### TASK TO CARRY OUT
Beginning with the line that holds "of the green" and ending with the last line below, repeat each line exactly, leaving any pictures out.

### LISTED ENTRIES
------------------------------------
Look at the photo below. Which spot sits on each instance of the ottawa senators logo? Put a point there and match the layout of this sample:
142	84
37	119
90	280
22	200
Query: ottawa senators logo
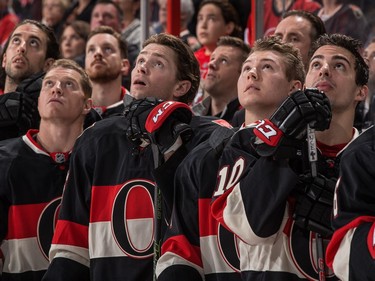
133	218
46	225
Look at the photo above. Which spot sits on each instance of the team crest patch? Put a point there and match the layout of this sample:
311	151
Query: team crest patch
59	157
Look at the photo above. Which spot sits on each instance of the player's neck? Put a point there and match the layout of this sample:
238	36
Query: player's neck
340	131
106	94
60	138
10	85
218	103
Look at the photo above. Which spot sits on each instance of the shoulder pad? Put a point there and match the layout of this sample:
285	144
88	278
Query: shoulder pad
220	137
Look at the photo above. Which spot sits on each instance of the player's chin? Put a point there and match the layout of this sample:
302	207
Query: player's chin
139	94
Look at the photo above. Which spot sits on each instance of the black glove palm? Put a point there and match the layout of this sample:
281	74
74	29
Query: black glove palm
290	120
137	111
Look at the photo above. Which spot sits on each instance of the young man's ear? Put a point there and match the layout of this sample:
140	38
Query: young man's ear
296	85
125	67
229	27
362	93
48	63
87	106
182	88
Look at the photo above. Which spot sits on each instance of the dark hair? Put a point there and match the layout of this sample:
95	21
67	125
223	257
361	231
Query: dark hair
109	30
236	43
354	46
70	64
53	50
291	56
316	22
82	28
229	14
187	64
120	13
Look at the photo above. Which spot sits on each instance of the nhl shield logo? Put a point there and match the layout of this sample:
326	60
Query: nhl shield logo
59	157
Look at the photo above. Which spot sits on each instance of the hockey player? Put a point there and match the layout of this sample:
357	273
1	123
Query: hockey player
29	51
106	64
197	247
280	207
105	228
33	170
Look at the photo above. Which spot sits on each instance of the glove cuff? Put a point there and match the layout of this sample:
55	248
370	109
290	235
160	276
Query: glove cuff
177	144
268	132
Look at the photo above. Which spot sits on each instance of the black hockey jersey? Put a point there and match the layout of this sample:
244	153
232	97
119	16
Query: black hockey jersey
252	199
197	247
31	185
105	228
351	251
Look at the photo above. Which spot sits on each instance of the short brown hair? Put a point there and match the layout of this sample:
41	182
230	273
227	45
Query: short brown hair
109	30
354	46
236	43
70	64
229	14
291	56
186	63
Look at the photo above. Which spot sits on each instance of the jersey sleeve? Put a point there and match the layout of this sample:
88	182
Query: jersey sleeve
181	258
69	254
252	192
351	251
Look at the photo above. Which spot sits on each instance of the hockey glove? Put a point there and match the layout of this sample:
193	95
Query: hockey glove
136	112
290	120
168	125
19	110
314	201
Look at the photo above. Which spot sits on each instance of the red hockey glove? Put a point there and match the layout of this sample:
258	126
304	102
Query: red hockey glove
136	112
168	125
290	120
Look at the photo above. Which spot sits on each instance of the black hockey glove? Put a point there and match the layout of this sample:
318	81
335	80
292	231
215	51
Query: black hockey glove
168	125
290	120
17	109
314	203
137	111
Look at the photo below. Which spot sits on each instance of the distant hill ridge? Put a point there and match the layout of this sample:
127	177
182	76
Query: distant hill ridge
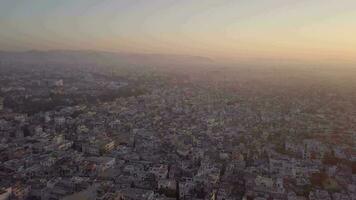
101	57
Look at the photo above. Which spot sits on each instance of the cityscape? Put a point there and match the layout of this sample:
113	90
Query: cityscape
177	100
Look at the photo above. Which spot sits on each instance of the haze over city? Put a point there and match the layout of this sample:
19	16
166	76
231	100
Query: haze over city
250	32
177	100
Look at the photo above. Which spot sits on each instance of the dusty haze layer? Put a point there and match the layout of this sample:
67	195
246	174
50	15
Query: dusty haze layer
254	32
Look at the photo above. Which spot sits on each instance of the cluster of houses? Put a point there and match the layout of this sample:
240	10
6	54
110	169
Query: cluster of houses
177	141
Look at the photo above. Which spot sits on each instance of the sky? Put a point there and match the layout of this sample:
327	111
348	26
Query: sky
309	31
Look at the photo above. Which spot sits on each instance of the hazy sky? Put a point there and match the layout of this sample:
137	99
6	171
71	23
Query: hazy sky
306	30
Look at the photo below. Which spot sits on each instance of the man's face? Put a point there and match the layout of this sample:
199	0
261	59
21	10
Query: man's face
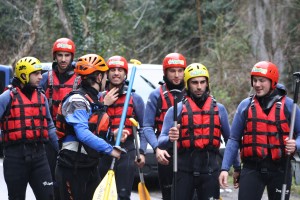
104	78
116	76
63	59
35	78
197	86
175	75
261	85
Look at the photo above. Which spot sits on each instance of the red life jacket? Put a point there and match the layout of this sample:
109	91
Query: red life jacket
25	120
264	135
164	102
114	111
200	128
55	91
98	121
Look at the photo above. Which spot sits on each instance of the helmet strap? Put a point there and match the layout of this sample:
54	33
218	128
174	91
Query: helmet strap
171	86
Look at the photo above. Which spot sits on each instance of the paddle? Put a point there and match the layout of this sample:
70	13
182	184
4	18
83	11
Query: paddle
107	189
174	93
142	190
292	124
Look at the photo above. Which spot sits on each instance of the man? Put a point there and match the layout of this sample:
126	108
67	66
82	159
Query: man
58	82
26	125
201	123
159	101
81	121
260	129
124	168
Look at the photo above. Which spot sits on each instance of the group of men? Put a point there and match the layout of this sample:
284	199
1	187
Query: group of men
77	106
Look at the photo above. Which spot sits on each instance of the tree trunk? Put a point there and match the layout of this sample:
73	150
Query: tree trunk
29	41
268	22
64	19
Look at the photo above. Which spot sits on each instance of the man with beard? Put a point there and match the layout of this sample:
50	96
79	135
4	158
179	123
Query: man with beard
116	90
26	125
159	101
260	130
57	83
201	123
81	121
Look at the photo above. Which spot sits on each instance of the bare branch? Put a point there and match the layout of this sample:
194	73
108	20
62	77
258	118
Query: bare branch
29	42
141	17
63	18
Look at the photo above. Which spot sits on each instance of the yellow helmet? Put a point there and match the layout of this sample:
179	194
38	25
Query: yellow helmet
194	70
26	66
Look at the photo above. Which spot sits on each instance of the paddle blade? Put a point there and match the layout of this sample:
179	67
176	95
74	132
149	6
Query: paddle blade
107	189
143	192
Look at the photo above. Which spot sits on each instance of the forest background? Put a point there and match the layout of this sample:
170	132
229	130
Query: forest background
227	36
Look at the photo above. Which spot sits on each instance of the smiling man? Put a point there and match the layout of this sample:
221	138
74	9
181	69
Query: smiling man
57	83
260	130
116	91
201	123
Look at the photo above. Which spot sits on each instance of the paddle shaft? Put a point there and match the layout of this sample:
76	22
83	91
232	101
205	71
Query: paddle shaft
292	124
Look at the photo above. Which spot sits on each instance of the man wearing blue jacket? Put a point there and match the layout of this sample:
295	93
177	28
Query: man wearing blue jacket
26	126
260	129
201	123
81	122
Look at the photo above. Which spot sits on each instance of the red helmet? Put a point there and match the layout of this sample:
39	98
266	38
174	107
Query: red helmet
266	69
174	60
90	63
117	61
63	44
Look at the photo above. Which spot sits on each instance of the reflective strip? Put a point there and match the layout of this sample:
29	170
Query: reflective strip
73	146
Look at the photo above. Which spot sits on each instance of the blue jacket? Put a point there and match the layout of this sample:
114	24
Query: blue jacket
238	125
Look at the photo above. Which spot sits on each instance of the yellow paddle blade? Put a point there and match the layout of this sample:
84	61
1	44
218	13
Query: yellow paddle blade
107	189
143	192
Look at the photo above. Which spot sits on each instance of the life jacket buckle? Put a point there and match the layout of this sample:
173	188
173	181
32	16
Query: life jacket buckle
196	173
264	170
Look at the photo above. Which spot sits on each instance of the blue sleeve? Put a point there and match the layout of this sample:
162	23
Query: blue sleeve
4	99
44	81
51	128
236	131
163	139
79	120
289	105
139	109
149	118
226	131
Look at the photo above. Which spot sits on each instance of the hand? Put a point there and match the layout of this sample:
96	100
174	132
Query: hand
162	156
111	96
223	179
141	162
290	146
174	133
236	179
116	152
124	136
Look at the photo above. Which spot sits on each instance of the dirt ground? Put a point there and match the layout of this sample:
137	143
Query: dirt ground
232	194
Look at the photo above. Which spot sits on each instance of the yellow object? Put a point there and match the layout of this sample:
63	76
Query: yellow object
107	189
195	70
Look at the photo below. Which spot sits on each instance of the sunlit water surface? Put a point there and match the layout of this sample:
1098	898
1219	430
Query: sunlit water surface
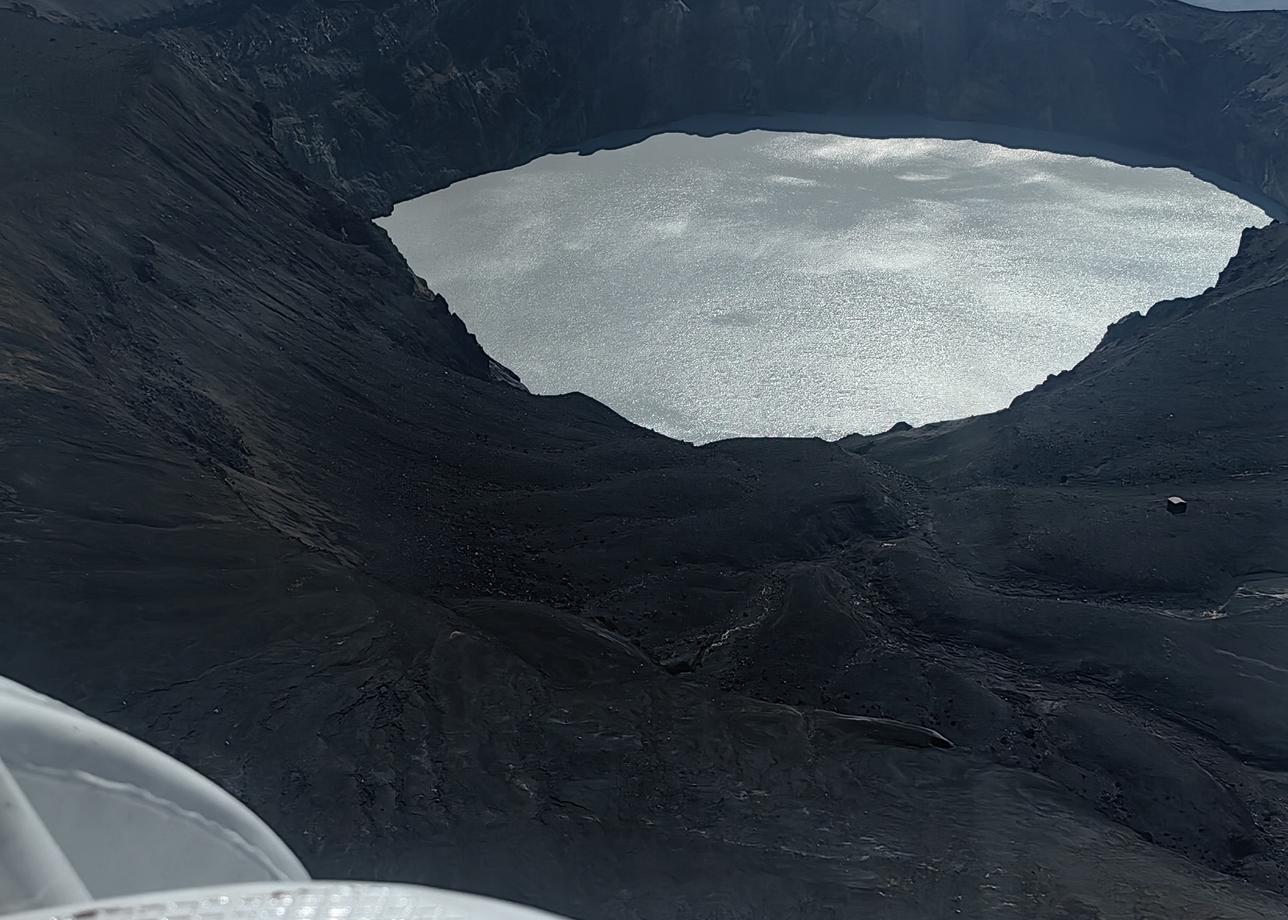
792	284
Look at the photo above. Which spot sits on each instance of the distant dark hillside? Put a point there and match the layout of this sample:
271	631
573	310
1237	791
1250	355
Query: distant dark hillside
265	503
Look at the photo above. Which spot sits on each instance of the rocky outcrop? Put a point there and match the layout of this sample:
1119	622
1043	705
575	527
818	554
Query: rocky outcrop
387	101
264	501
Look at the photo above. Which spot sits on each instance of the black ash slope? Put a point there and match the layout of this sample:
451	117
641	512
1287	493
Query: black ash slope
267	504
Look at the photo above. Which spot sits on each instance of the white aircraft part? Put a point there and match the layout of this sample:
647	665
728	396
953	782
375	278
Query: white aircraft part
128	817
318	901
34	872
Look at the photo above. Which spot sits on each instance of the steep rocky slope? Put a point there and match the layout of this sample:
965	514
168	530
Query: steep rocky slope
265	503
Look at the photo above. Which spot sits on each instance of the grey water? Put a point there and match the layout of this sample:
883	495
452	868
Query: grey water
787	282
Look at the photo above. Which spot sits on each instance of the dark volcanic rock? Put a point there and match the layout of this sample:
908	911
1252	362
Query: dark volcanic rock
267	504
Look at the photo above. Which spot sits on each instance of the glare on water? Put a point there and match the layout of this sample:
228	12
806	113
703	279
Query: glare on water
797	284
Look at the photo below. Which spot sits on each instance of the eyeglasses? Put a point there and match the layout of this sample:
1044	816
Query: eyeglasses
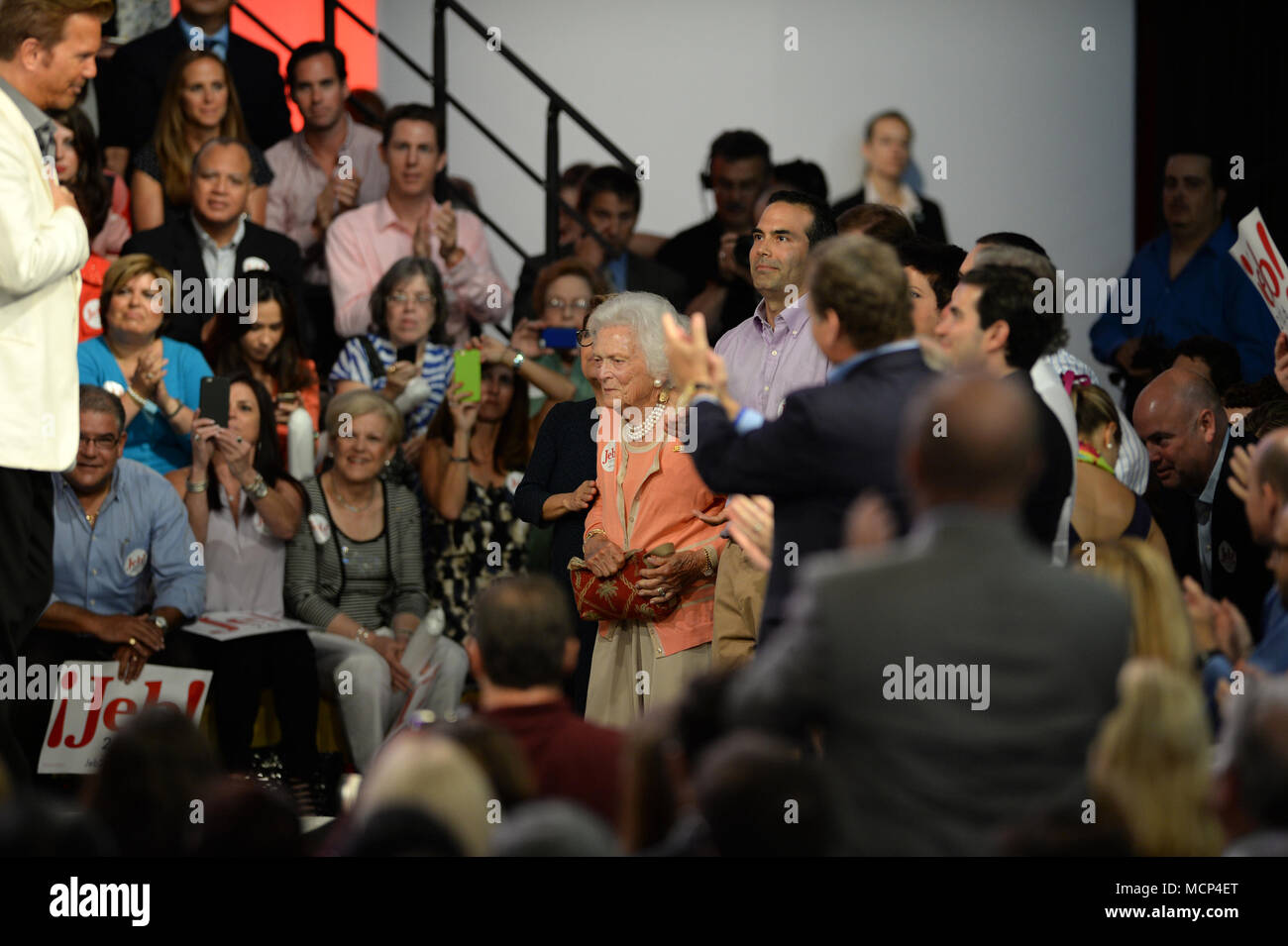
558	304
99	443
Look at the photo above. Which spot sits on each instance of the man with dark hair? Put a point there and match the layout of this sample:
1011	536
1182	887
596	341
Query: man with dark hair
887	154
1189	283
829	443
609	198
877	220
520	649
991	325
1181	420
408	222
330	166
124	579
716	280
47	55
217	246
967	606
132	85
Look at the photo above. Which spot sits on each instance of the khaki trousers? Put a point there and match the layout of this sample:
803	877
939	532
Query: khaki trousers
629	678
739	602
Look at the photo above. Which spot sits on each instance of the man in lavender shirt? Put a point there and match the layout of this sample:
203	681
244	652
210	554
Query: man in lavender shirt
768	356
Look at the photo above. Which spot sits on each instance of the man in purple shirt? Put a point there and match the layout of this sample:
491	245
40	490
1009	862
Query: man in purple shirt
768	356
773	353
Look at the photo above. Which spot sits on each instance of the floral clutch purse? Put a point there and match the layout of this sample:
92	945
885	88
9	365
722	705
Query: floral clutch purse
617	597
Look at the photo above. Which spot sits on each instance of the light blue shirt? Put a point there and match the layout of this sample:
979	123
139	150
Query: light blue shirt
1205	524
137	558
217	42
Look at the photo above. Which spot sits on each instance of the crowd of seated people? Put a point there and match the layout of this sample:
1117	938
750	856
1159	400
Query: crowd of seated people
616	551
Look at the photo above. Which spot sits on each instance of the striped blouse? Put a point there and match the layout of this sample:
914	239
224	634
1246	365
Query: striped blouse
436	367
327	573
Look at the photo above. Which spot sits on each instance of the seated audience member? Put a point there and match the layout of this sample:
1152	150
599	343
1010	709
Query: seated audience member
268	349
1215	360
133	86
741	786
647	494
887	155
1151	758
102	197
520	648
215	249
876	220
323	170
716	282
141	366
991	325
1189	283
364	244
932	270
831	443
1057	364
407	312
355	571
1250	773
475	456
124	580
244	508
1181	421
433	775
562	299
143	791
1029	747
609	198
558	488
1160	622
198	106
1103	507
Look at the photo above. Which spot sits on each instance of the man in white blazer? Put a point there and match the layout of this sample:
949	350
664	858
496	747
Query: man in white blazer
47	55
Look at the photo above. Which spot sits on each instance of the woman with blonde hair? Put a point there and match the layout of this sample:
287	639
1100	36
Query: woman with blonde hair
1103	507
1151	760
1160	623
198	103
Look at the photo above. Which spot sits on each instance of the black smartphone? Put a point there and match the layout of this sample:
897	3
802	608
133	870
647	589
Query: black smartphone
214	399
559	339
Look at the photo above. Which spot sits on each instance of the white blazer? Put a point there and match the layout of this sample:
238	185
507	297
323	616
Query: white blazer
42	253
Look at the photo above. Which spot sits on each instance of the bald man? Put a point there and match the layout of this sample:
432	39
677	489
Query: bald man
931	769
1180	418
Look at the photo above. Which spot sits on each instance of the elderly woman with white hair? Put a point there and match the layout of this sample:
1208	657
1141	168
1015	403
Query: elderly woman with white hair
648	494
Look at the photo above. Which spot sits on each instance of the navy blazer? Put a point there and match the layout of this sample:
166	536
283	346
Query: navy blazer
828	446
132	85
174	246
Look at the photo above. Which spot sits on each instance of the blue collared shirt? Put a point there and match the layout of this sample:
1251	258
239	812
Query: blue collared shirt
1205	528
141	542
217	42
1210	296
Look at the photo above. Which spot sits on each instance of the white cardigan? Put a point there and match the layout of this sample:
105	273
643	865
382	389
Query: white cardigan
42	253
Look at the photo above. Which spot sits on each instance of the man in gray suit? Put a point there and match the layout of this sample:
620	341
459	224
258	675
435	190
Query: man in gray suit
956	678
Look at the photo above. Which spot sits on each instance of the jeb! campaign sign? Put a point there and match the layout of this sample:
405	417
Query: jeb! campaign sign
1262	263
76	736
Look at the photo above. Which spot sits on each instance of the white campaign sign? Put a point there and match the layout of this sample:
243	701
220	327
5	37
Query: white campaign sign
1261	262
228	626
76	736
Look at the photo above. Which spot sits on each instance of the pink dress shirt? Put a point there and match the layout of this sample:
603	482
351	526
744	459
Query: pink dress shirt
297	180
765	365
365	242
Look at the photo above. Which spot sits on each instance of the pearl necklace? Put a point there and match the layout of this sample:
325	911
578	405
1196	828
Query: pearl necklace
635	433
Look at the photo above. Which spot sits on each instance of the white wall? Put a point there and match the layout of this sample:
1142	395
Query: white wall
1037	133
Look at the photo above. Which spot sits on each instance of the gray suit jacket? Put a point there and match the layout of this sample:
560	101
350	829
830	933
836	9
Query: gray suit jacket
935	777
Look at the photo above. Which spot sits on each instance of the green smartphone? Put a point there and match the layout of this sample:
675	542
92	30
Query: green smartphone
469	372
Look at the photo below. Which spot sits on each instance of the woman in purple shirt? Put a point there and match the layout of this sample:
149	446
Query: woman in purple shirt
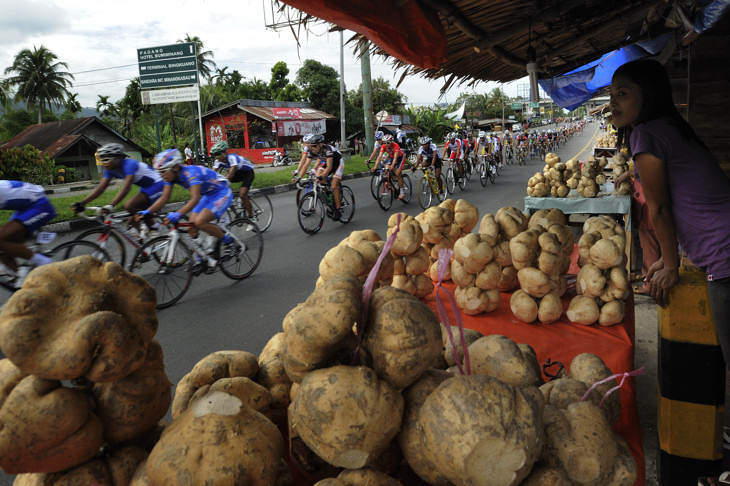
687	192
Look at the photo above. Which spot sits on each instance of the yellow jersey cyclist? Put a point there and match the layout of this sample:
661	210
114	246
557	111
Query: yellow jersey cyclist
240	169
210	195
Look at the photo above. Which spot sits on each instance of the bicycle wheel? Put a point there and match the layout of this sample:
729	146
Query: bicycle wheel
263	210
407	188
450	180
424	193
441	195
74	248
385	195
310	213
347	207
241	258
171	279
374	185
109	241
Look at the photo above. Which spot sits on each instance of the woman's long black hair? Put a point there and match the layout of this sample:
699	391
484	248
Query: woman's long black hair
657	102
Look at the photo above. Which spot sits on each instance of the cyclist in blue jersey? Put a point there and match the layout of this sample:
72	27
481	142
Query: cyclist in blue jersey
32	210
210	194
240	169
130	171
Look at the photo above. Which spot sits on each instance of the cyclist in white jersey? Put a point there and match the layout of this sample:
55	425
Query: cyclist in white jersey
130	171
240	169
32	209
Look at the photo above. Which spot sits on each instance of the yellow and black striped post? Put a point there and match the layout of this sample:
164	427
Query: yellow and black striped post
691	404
------------------------------------
### FULL ANSWER
Look at the photo above. Which spot sits on each instance of the green smartphone? Put a point there and match the layout of this sample:
675	542
92	30
Query: green smartphone
469	372
Look at the photo below. Which spot sits on each instance of the woman in purple shirt? Put a point there and match the layout of this sample:
149	446
Query: woman in purple shirt
687	192
Look at the photo above. Which spot sits on each instance of the yellow jersey cyclist? Put a point there and match the layout of this sample:
661	210
114	246
557	111
Query: yellow jersey cyclist
240	169
210	195
Look at the photo above. Which spot sits on each instance of the bicycle wheel? Put a point there and match the layout of this sample:
729	146
Query: bicycle wheel
263	210
407	188
450	180
424	193
441	195
74	248
385	195
310	213
347	207
241	258
171	279
374	185
109	241
Look at the photo above. Which spot sits on each instance of the woman's long black hair? Put a point there and match the layout of this sample:
699	391
484	248
Query: woman's long black hair
657	102
Look at the photo above. Which spot sits on each instance of the cyclist in blue jersey? Put a point there and match the layout of this sample:
72	27
481	142
Query: cyclist in blue jersey
32	210
210	194
240	169
130	171
Look at the photo above. Which spot sits on each instance of the cyclist in white jersey? Put a point there and match the layout of this sample:
55	425
Query: cyclist in white jersey
130	171
240	169
32	209
Look at the photo above. Which spot sits on each instance of the yellow and black striped post? Put a point there and match the layout of this sample:
164	427
Query: yellow and black striped post
691	404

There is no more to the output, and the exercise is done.